> _操作要求_: 修改从含有“ceiling fan light”的那一行开始、到含有“[147,125,222,242]”的那一行结束的这几行：把“closet”换成“wardrobe”，其余保持不变，只写出这几行。

> _所给数据_:
########################################
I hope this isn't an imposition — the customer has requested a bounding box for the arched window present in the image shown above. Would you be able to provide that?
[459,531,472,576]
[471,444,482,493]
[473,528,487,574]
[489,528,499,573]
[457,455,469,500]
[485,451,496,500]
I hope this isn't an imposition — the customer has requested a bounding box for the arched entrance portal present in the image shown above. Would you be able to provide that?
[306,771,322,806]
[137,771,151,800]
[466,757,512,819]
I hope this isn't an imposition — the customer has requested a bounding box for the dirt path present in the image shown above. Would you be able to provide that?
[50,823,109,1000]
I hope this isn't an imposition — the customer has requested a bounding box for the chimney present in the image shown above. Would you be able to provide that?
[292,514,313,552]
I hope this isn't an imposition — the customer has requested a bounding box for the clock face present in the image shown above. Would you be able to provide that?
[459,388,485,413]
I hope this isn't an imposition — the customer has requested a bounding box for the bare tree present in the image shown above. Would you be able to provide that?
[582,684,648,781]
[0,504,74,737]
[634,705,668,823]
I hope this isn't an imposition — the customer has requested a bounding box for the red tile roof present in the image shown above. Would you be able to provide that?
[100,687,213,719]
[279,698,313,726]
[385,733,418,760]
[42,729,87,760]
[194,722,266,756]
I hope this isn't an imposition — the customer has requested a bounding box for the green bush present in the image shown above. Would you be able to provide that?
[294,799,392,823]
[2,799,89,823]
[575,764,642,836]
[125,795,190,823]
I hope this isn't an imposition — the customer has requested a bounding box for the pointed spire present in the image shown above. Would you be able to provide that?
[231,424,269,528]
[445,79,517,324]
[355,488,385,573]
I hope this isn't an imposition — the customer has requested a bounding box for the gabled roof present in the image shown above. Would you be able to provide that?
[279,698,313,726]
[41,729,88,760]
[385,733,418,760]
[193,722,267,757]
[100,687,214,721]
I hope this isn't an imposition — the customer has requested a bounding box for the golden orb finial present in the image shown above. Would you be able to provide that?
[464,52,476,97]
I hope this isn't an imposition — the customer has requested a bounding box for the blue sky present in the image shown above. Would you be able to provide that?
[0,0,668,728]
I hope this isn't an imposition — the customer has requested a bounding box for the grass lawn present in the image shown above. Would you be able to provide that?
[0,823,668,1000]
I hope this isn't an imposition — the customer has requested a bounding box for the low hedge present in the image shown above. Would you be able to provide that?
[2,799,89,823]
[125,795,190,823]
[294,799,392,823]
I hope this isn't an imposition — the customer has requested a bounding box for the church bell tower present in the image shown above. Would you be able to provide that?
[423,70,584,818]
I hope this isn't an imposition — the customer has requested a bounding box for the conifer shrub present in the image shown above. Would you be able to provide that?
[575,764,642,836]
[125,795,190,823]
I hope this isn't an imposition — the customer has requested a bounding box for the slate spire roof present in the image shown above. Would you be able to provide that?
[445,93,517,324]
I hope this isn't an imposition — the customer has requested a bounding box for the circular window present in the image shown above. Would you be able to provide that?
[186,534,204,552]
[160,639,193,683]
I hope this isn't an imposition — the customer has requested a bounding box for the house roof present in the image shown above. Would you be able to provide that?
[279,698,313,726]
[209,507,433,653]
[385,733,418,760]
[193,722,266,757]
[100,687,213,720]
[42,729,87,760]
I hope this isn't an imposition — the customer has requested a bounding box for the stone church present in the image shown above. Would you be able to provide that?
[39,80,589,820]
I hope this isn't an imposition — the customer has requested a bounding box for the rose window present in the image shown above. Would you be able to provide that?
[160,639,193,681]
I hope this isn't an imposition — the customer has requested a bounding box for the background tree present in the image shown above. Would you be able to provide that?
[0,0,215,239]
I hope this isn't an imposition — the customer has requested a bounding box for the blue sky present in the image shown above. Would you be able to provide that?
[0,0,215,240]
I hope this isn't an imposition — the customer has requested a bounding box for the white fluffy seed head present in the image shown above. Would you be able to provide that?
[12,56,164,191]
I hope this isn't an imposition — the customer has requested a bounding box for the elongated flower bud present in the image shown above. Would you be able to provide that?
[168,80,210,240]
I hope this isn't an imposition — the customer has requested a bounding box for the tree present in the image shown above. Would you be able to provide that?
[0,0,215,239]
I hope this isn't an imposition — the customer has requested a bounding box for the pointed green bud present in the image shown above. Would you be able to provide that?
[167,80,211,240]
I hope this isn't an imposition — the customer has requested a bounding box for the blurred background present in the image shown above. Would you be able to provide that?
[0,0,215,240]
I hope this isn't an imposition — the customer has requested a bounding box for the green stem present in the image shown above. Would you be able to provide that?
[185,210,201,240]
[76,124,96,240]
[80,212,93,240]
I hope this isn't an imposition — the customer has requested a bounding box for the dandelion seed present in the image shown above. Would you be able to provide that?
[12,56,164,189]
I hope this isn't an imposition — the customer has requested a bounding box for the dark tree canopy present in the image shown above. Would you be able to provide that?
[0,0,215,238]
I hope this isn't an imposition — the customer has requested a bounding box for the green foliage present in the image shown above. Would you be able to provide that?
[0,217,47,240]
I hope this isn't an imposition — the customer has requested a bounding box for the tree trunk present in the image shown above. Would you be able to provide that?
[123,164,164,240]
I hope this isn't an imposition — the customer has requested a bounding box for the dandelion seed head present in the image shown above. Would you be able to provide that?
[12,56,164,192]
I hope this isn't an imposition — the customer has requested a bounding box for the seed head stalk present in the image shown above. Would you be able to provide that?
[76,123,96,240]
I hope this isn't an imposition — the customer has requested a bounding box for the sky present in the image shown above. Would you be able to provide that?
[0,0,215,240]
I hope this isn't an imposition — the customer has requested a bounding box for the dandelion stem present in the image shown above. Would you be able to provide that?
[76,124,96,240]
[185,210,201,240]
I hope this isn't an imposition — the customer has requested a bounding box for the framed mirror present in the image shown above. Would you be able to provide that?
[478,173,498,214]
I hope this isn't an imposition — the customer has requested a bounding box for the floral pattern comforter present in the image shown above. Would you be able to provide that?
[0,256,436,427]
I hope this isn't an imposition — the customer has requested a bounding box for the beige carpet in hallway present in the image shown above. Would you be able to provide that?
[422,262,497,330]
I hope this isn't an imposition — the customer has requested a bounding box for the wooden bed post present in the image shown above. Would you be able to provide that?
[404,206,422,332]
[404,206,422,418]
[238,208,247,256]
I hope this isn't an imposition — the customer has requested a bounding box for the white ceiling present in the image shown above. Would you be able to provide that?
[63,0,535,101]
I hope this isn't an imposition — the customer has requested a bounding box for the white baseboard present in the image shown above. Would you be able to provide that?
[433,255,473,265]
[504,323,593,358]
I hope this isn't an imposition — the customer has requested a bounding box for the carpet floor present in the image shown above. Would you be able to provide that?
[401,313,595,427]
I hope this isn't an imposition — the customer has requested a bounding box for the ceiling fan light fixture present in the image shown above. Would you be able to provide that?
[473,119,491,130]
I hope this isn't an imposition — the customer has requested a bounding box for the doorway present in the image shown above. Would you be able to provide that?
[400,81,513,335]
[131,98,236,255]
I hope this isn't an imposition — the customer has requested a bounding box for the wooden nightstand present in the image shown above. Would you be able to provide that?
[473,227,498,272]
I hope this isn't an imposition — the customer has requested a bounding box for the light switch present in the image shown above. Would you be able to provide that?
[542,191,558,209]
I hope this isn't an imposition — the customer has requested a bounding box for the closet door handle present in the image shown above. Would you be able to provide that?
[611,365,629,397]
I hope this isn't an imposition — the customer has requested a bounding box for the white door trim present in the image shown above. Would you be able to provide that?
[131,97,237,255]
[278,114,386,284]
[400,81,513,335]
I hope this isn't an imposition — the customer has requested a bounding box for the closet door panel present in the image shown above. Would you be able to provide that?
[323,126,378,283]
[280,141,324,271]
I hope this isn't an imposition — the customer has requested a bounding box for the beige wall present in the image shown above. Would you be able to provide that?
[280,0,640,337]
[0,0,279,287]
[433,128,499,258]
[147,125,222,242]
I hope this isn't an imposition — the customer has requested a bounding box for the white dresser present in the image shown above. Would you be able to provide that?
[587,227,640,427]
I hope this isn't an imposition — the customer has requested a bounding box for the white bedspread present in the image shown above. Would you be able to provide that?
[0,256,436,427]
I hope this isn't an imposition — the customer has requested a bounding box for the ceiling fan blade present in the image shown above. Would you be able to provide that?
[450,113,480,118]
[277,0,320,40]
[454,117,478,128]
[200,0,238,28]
########################################
> _正确结果_:
I hope this isn't an imposition — the customer has requested a bounding box for the ceiling fan light fixture present in the image shown above. Would you be able to provide that?
[473,119,491,130]
I hope this isn't an imposition — the customer has requested a bounding box for the doorway present in the image shown above. Would you be able to provide that?
[400,81,513,335]
[131,98,236,255]
I hope this isn't an imposition — the customer has requested a bounding box for the wooden nightstand present in the image shown above. Would you be able to provide that?
[473,227,498,272]
I hope this isn't an imposition — the customer has requested a bounding box for the light switch present in the image shown above. Would you be able to provide that?
[542,191,558,209]
I hope this isn't an imposition — the customer has requested a bounding box for the wardrobe door handle present in the image shown above. Would you be able to provide that?
[611,365,629,397]
I hope this isn't an imposition — the customer has requested a bounding box for the white door trim present in the image shown above. Would you be able to provide that?
[131,97,237,255]
[278,114,386,284]
[400,81,513,335]
I hope this isn't an imposition — the customer has requested a bounding box for the wardrobe door panel present in the image shown above. Would you be able to provide that?
[323,126,378,283]
[280,141,324,271]
I hope this isn't an imposition — the customer has requested a bounding box for the beige wall present in the image shown above. Would you be able to provide that?
[280,0,640,337]
[0,0,279,287]
[433,128,499,258]
[147,125,222,242]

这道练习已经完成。